**Required tasks:**
1. In the text on dog allergies, what does the disposition of a dog's skin and coat reflect?
2. Proceed with the text on dog allergies from its final line onward.

**Page extract:**
::::::::

It is interesting that many dogs receive less than adequate treatment for allergies, owing to perceptions that a dog’s itching and scratching are natural behaviors.
Too often I’ve seen owners look at their dog scratching and either ignore it or after a while nudge them and say “don’t scratch”.
The stress on dog’s physical and psychological health from allergies can be harsh, in fact it can be torturing for a dog. Many people don’t even realise that dogs are suffering from their constant itching and scratching has become the reason behind many organizations dedicated to the science of dog nutrition.
The disposition of a dog’s skin and coat reflects the general health of their immunological system.
Common signs of allergic reactions:
- develop areas of thinning with the skin becoming red and inflamed
- break outs and flaking skin
- coat is oily with a bad odour
- persistent scratching or chewing
Because so many dog’s have assorted degrease of these symptoms, often owners fail to spot the condition as an actual disease. A basic appreciation of the differing kinds of allergies is the centre of determining the most effective trail to relief.
There are five basic types of allergies that effect canines :
- contact (with chemicals or other irritants such as grass seeds)

::::::::

**Supplied entries:**

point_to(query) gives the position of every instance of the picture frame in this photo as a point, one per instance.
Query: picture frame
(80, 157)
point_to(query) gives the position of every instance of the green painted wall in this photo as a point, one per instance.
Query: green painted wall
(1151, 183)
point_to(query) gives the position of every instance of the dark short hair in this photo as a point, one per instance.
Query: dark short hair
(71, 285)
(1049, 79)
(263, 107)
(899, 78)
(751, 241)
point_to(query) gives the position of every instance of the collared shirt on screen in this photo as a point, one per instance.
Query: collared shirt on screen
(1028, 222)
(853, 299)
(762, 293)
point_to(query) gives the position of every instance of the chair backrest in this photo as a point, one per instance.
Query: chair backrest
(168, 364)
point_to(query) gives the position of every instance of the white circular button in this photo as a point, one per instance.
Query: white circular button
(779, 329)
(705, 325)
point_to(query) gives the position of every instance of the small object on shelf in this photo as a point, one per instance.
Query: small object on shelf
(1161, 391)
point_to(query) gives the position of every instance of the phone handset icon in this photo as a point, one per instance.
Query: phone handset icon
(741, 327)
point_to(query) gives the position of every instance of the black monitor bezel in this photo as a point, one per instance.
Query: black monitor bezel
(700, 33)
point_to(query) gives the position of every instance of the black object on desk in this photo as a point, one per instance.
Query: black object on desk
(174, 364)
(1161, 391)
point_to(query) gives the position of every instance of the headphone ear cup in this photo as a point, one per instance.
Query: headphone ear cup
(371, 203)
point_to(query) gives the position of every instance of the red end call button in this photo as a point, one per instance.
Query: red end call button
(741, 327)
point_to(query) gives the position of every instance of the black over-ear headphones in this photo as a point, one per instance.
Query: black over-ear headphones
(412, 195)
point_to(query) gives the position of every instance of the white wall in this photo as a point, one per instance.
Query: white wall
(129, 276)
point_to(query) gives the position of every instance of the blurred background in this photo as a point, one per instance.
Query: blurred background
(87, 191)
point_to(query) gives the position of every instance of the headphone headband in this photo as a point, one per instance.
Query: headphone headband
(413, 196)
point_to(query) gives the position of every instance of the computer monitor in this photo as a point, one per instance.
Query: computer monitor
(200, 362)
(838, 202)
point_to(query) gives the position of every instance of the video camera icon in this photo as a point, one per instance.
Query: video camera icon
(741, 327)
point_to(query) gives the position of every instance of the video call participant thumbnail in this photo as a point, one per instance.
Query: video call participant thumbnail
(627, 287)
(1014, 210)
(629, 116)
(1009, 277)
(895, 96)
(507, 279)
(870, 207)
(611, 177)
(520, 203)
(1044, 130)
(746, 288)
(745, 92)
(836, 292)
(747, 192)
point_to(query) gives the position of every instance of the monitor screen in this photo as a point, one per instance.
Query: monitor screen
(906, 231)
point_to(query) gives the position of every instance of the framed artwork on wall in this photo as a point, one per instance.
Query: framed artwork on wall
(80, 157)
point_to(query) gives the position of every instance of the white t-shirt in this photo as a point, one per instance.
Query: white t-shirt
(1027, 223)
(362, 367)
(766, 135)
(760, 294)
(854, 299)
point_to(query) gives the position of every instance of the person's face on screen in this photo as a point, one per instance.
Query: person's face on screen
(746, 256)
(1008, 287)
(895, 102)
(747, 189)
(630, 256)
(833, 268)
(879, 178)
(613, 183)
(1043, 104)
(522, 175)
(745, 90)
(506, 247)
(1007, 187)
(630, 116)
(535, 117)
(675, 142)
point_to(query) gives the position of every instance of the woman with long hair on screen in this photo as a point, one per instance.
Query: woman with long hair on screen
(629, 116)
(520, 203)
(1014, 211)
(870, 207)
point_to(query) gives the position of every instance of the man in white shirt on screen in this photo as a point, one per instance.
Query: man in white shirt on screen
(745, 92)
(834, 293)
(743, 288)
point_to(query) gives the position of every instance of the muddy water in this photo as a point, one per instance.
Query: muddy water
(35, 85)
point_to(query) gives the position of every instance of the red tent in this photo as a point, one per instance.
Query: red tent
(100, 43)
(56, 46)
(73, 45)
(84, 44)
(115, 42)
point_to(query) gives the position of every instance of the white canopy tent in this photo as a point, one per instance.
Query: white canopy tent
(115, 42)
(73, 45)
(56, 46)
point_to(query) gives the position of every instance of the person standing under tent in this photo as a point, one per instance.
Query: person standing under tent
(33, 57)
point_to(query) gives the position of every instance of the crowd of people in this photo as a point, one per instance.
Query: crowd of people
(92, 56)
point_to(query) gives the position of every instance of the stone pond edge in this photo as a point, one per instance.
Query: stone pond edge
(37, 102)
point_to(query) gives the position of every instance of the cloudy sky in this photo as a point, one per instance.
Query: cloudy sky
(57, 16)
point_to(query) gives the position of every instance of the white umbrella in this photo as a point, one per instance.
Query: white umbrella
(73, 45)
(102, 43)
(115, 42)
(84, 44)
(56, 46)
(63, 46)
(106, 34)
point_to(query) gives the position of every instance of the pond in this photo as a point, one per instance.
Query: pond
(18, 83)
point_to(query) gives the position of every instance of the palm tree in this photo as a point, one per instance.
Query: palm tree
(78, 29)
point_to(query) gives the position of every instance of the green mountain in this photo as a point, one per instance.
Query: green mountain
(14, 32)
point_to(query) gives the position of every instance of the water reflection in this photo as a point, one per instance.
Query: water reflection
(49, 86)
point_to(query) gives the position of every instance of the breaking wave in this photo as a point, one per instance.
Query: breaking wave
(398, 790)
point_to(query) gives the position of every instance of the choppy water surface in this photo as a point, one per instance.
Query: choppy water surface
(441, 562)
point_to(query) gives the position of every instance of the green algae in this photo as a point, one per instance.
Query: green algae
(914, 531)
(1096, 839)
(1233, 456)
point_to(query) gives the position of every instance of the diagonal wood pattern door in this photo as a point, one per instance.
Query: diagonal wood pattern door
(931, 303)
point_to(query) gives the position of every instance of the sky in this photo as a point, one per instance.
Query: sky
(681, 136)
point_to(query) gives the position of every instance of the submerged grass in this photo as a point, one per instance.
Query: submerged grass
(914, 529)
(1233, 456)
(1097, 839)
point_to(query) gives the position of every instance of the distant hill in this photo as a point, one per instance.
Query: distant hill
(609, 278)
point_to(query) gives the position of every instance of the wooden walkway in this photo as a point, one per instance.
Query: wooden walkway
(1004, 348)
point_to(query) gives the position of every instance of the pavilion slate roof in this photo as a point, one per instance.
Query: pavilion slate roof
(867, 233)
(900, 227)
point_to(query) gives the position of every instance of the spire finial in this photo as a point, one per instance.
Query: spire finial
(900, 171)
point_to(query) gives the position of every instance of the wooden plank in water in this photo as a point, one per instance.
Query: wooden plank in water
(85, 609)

::::::::

**Activity answers:**
1. It reflects the general health of the dog's immunological system.

2.
- fleas (yes many dogs are actually having an allergic reaction to the flea)
- food (the list of possible food allergies is long, especially bad if you feed table scraps)
Food and bacterial are types are far more difficult to diagnose clearly and to cure. Treatment usually consists of Steroids (cortisones ), antihistamines, and antibiotics however these drugs provide transient relief but fail to treat the actual underlying cause.
The best approach is to have your dog checked thoroughly by your veterinarian to determine what type of allergy they are presenting.
Contact with a substance may be difficult to deal with if it occurring in quantities in the home environment, but keeping the grass short to prevent contact with seeds that can cause awful painful reactions is a wise move.
Fleas need to be eradicated, not just a chemical put on the dog, but the whole house and yard cleared. This is still difficult as fleas are highly mobile and can return quickly. Many owners find lime a useful strategy to reduce flea numbers in the yard and under the house.
Food allergies mean examining the dogs diet honestly – all parts of the diet including table scraps. Switching brands of dog food won’t always help – the ingredients may be the same, just another brand.
One of the most common bacterial allergies seen in dogs is Pyoderma and is usually related to one of the Staph bacteria. It is more common in dogs who are already displaying allergic skin reactions – the dog scratches a lot, breaking or grazing the skin giving the bacteria a chance to work on that wound in ways the bacteria can’t work on intact healthy skin. Allergies often build up over time, so a dog that has skin issues from one allergy is more prone to developing pyoderma as a secondary allergic reaction. However, this means you are now fighting two allergies and have a harder road to travel.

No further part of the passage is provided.